- Given exercise: Can you copy each of the records below character for character, keeping every line as it is?
'''
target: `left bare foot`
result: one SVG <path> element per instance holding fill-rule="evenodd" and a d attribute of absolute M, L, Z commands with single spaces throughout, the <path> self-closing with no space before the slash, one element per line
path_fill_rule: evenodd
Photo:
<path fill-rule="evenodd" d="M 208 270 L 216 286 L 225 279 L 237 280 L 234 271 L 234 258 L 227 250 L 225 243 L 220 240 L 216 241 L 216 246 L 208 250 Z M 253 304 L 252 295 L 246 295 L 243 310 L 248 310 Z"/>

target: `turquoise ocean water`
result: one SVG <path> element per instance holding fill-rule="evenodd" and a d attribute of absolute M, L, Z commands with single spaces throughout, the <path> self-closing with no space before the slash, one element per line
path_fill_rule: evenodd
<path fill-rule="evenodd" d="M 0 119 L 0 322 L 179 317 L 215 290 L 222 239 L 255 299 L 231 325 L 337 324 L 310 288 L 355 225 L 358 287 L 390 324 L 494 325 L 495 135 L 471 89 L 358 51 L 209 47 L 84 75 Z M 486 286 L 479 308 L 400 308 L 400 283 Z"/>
'''
- Answer to the problem:
target: `left bare foot`
result: one SVG <path> element per instance holding fill-rule="evenodd" and a d attribute of absolute M, L, Z commands with single spaces throughout, the <path> self-closing with no space before the slash, one element per line
path_fill_rule: evenodd
Photo:
<path fill-rule="evenodd" d="M 208 270 L 216 286 L 225 279 L 237 280 L 234 271 L 234 258 L 227 250 L 225 243 L 220 240 L 216 241 L 216 246 L 208 250 Z M 253 304 L 252 295 L 246 295 L 243 310 L 248 310 Z"/>

target: `turquoise ocean water`
result: one SVG <path> element per instance holding fill-rule="evenodd" and a d attribute of absolute M, L, Z commands with single spaces throughout, the <path> self-closing with no space before the slash, one element per line
path_fill_rule: evenodd
<path fill-rule="evenodd" d="M 0 119 L 0 322 L 179 317 L 215 290 L 222 239 L 255 299 L 231 325 L 337 324 L 310 288 L 355 225 L 358 287 L 390 324 L 494 325 L 495 135 L 471 89 L 358 51 L 209 47 L 84 75 Z M 486 286 L 479 308 L 400 308 L 400 283 Z"/>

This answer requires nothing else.